**Request:**
Count the lines in the rows below that contain the string "slat" and reply with only that number.

**Records:**
--
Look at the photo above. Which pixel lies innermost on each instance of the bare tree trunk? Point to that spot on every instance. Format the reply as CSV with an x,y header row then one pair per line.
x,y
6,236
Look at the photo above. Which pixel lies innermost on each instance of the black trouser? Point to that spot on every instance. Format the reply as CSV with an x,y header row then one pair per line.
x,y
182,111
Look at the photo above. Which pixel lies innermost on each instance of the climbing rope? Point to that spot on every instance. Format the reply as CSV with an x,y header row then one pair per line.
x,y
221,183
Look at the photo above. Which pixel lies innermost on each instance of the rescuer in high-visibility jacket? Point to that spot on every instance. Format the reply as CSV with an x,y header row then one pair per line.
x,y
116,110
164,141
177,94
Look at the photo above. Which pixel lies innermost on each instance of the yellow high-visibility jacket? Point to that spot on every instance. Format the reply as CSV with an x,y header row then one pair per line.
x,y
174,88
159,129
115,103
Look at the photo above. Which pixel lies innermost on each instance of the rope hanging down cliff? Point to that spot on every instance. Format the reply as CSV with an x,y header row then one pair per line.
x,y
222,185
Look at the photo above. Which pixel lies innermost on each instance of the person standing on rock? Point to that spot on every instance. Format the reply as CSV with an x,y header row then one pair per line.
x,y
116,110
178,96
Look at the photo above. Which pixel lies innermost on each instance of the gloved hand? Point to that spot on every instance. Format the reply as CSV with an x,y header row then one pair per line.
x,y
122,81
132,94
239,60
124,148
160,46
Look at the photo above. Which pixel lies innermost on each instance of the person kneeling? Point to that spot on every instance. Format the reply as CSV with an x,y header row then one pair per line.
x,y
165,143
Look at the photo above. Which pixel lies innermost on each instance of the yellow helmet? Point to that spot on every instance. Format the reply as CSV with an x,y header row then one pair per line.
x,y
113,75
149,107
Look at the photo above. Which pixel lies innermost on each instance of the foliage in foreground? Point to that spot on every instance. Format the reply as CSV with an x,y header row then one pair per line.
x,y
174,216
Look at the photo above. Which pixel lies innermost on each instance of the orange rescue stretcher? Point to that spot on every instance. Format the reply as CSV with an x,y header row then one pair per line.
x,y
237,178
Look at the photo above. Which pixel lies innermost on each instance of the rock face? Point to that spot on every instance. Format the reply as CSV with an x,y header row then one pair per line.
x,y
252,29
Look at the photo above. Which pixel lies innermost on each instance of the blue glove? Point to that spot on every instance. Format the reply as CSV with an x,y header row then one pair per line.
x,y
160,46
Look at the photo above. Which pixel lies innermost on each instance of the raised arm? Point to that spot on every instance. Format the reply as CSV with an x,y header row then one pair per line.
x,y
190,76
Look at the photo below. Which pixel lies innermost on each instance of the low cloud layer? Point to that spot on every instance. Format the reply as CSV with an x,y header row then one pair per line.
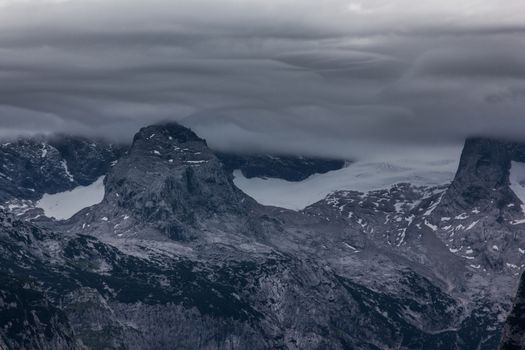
x,y
333,77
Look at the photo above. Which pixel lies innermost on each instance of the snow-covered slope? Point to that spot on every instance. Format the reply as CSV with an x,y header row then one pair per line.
x,y
360,176
64,205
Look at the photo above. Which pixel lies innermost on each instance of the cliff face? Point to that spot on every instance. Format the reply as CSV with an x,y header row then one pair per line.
x,y
176,256
514,332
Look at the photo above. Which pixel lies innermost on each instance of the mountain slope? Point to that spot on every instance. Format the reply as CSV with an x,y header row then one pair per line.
x,y
176,256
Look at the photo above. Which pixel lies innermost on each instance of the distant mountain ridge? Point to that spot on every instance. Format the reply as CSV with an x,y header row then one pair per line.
x,y
176,256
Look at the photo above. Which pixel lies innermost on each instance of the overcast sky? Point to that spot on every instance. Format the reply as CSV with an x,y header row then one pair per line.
x,y
309,76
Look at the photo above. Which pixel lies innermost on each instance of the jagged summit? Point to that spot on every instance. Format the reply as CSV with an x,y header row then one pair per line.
x,y
50,164
171,179
173,131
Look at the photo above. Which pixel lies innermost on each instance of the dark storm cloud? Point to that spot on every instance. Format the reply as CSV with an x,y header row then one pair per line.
x,y
289,76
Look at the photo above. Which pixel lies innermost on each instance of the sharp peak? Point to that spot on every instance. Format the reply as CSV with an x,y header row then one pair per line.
x,y
168,129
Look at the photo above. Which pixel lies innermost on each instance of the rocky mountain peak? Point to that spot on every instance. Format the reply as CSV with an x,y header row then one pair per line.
x,y
51,164
170,131
171,179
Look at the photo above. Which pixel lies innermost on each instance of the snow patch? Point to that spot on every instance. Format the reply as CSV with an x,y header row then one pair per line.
x,y
362,176
64,205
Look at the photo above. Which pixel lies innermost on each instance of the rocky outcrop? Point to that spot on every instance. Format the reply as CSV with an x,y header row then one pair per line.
x,y
514,333
290,168
177,257
38,165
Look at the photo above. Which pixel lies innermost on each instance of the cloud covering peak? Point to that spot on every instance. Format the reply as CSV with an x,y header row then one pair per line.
x,y
288,75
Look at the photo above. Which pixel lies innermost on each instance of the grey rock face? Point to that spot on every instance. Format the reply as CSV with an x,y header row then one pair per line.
x,y
514,333
171,181
278,166
31,167
176,257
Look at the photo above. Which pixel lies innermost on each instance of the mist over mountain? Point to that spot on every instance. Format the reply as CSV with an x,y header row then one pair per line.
x,y
263,174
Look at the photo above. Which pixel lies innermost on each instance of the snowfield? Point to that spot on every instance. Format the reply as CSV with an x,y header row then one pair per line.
x,y
64,205
362,176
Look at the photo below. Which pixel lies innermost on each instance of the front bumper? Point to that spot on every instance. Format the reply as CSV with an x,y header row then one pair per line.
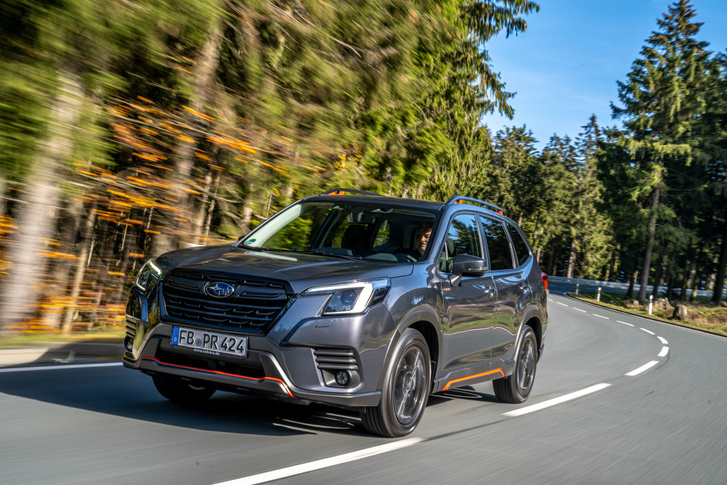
x,y
291,362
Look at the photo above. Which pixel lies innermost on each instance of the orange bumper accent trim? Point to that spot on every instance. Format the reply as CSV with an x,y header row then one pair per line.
x,y
473,377
279,381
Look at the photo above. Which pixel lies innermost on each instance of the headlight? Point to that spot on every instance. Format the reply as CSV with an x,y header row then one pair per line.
x,y
352,297
148,275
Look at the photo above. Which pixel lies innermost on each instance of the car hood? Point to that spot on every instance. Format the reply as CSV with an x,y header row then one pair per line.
x,y
301,271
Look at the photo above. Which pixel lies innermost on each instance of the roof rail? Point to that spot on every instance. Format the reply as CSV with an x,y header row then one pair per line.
x,y
458,199
341,191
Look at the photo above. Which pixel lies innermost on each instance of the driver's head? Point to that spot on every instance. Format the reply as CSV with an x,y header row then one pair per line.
x,y
422,237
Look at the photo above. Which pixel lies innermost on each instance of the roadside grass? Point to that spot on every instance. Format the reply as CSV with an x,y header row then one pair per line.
x,y
702,315
113,335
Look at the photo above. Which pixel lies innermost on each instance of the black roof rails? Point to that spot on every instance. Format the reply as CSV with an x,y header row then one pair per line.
x,y
458,199
341,191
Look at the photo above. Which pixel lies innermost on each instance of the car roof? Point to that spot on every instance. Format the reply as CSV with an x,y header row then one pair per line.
x,y
378,199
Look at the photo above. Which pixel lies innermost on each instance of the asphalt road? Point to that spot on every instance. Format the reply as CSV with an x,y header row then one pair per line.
x,y
605,419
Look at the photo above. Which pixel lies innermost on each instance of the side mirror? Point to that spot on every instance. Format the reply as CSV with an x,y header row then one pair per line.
x,y
468,265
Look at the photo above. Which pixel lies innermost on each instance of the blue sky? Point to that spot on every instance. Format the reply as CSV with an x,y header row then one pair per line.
x,y
565,66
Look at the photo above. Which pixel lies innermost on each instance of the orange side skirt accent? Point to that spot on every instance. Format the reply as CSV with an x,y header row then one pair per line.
x,y
473,377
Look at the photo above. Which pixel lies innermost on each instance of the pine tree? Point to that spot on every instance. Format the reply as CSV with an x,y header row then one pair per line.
x,y
662,102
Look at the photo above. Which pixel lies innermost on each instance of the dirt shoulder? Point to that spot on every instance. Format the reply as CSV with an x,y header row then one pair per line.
x,y
699,316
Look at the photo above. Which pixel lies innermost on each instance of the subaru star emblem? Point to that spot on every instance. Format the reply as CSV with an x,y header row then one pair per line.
x,y
219,289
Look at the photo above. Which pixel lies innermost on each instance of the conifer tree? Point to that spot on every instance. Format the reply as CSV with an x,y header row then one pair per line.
x,y
662,102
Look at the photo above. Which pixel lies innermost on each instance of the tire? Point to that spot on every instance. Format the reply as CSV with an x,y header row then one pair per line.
x,y
406,389
181,392
516,388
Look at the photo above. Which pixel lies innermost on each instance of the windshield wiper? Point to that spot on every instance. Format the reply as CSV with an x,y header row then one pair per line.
x,y
335,255
253,248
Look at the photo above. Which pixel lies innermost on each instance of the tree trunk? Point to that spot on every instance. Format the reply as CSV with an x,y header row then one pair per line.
x,y
659,273
571,259
36,221
649,246
719,279
86,244
58,289
203,77
632,284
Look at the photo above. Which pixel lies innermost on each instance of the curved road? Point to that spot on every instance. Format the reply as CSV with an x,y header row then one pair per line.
x,y
617,400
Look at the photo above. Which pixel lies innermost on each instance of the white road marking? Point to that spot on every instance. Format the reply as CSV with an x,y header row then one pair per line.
x,y
557,400
324,463
643,368
58,367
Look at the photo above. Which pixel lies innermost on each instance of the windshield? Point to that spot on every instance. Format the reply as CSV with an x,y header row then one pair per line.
x,y
363,230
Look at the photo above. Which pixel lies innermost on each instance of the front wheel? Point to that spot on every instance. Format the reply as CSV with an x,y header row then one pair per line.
x,y
180,391
406,389
516,387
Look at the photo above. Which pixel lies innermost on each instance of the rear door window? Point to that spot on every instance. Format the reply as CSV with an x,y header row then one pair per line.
x,y
522,252
463,237
498,244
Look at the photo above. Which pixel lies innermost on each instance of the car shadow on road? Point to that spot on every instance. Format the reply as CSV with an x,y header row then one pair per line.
x,y
116,392
461,393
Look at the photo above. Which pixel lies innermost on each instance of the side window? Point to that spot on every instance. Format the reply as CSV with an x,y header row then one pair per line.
x,y
522,253
383,234
497,244
462,238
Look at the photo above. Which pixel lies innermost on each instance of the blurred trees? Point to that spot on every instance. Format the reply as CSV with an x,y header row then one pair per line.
x,y
131,128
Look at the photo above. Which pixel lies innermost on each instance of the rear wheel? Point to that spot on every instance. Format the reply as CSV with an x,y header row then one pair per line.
x,y
516,388
406,389
180,391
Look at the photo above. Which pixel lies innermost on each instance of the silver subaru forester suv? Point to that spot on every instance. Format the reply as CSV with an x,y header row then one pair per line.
x,y
347,298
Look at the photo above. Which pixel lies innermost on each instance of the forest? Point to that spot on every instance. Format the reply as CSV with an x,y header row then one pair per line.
x,y
131,128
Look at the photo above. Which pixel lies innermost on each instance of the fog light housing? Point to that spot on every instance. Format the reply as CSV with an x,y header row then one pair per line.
x,y
343,377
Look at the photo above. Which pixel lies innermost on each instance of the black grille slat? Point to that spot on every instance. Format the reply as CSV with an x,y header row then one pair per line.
x,y
255,304
336,359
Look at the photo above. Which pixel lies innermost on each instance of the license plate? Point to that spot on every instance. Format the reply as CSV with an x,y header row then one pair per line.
x,y
212,343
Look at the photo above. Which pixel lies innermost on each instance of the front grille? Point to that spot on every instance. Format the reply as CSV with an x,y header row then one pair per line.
x,y
335,359
254,306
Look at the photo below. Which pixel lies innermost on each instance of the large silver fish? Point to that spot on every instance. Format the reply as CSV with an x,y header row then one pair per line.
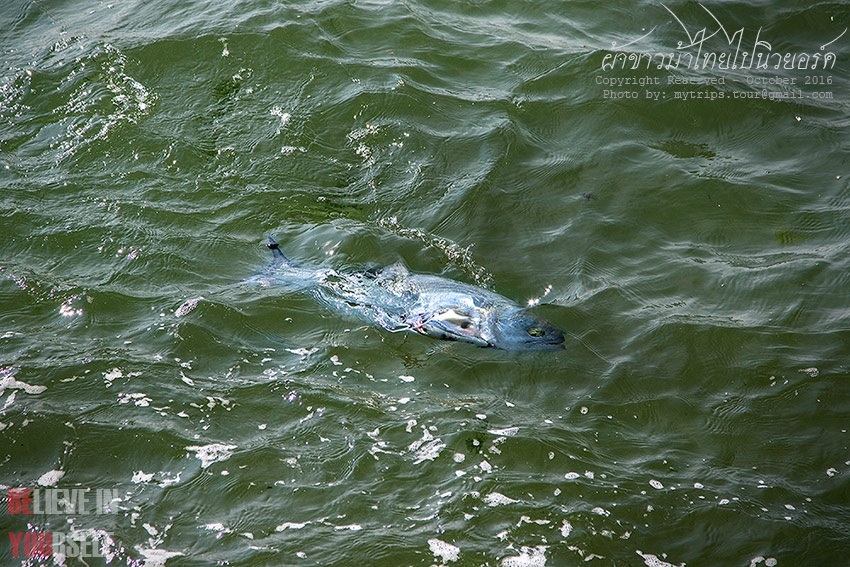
--
**Result of the task:**
1